## Task
For each line of the listing that holds "dirty", show the full line.

## Exercise data
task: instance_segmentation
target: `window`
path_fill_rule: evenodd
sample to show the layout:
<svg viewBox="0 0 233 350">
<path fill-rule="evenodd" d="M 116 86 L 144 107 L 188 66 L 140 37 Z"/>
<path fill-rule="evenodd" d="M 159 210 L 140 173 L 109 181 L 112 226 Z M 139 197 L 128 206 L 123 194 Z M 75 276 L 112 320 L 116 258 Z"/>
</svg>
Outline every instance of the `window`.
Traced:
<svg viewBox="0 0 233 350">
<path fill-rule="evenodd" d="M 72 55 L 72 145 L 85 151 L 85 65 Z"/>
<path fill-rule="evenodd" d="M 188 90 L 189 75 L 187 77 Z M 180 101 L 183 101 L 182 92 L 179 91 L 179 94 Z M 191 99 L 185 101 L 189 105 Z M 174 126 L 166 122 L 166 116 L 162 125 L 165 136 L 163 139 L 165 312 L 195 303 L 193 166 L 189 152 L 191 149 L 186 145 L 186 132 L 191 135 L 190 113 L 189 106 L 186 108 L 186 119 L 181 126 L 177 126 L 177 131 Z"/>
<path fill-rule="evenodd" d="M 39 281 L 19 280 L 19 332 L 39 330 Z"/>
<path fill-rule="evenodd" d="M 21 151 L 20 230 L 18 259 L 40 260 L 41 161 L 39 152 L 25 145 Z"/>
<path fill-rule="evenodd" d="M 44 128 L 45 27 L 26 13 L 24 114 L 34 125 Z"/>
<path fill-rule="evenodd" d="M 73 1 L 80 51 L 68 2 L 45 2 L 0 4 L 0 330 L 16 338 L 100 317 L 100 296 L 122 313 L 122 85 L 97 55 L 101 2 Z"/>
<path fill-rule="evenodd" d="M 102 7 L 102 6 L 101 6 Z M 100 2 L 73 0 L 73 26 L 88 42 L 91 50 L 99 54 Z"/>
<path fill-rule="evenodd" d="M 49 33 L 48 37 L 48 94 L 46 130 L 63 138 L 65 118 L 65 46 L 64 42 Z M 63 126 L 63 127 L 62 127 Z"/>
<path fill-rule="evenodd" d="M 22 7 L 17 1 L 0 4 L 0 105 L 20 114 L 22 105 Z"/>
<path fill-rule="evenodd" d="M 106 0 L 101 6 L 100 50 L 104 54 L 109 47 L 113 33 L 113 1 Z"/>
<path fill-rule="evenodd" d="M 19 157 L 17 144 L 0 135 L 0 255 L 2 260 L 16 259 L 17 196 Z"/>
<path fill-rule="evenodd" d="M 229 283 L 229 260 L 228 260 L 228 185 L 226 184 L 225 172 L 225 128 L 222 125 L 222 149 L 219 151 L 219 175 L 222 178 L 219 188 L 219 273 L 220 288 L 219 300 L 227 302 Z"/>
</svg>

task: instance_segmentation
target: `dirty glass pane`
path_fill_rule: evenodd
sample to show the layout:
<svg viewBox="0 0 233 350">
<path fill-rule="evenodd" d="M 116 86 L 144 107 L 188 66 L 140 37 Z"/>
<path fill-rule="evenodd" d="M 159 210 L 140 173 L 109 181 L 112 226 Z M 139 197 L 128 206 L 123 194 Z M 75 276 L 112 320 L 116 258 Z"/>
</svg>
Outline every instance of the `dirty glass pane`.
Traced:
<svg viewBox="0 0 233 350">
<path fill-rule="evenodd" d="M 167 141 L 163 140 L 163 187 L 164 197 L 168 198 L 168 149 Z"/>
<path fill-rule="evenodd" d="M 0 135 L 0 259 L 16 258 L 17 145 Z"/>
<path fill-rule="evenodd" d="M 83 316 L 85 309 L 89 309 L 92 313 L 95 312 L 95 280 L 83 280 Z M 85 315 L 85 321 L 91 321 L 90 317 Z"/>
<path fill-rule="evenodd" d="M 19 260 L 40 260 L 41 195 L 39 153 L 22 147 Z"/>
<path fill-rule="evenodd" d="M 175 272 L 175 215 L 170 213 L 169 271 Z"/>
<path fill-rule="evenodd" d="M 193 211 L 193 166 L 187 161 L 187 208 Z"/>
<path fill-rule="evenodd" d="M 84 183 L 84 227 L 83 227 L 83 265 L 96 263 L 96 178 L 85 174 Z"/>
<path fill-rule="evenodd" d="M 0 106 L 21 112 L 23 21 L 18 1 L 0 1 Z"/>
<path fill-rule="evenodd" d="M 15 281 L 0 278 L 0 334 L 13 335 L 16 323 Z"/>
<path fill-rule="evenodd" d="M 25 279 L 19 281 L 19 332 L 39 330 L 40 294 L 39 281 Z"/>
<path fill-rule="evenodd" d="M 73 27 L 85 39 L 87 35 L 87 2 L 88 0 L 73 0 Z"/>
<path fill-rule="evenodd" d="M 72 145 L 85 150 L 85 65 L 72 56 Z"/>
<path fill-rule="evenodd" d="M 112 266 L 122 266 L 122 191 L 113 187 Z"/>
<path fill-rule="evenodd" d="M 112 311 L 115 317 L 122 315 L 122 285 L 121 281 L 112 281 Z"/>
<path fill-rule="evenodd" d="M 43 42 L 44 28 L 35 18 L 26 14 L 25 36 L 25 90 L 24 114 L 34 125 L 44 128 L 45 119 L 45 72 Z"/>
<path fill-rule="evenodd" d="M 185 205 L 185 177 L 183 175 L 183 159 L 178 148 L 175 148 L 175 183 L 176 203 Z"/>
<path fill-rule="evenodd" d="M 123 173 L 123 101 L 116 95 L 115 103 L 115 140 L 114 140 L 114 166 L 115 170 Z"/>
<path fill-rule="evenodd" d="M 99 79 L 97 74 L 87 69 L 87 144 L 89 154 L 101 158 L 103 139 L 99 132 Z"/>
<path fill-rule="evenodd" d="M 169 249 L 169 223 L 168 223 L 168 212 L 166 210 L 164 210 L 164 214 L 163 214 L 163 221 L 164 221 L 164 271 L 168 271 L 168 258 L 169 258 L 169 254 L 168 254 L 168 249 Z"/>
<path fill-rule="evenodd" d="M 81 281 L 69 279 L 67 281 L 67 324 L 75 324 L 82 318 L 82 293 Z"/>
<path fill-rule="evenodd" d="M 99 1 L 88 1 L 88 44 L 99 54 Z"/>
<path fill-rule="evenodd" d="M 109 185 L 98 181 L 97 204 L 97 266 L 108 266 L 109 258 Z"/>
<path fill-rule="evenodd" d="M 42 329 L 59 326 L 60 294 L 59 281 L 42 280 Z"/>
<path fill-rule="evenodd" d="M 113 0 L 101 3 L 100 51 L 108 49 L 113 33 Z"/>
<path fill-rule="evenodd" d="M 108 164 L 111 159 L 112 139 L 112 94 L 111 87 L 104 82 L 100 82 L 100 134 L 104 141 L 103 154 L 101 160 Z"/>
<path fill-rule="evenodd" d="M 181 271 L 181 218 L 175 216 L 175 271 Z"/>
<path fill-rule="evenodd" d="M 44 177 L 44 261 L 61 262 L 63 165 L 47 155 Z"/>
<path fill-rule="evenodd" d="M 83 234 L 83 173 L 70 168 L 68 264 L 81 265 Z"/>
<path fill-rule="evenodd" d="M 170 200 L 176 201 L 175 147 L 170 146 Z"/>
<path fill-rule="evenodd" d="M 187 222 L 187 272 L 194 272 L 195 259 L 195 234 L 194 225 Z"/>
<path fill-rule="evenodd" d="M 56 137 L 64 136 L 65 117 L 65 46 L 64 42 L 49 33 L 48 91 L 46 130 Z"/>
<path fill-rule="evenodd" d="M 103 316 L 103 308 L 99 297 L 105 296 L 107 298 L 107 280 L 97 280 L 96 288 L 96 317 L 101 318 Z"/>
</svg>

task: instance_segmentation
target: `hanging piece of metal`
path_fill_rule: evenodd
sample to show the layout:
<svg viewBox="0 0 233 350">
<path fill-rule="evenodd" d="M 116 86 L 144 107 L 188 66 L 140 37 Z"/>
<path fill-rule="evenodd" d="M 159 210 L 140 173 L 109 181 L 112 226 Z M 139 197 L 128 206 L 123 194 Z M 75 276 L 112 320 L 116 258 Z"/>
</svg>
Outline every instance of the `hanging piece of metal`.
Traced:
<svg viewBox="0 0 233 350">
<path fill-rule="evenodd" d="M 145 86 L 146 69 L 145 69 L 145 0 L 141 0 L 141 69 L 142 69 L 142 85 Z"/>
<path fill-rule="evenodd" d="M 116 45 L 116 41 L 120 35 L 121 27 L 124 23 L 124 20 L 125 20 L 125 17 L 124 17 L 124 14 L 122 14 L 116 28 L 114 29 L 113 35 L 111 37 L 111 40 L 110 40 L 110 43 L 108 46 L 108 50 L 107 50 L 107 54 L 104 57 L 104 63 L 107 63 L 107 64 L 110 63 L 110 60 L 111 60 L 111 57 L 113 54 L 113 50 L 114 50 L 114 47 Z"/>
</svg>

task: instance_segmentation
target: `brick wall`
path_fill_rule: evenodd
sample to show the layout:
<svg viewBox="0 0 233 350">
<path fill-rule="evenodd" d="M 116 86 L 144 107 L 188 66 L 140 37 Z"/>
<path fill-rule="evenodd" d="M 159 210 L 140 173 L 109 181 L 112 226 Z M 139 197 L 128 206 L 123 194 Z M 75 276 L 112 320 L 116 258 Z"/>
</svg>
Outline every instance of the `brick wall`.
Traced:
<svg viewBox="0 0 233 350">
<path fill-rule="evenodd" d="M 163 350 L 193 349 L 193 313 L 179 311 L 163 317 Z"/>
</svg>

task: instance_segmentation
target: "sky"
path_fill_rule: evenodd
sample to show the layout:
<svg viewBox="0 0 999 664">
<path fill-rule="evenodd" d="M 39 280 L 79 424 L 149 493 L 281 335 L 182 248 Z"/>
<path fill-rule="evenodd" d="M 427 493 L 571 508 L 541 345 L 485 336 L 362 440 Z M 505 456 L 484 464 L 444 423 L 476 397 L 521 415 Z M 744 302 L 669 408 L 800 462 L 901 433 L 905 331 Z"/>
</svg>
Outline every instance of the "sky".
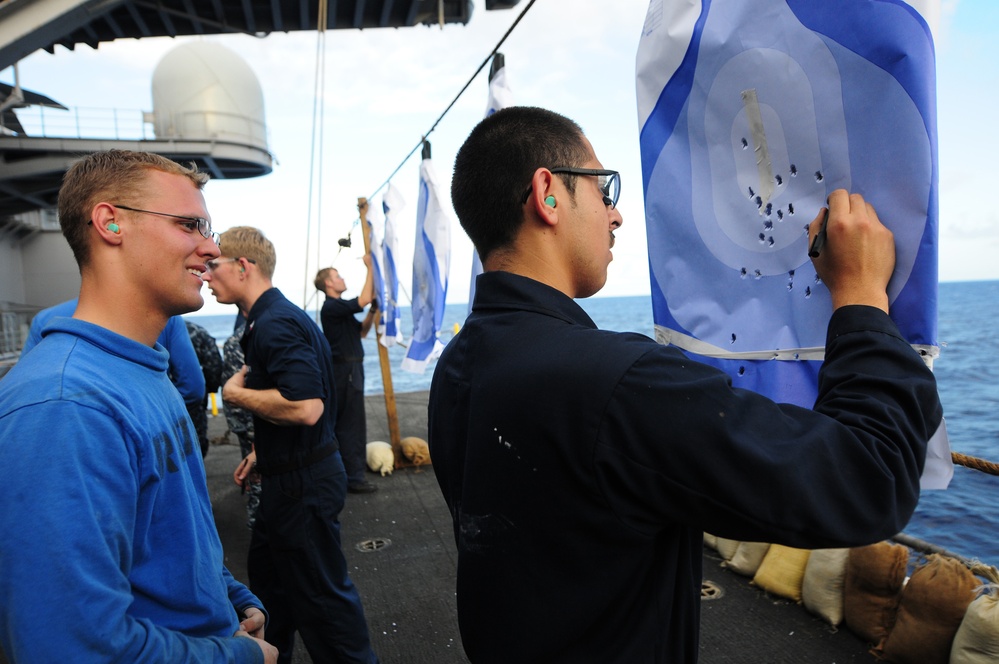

## Solution to this problem
target: `dirty glass pane`
Outline every instance of the `dirty glass pane`.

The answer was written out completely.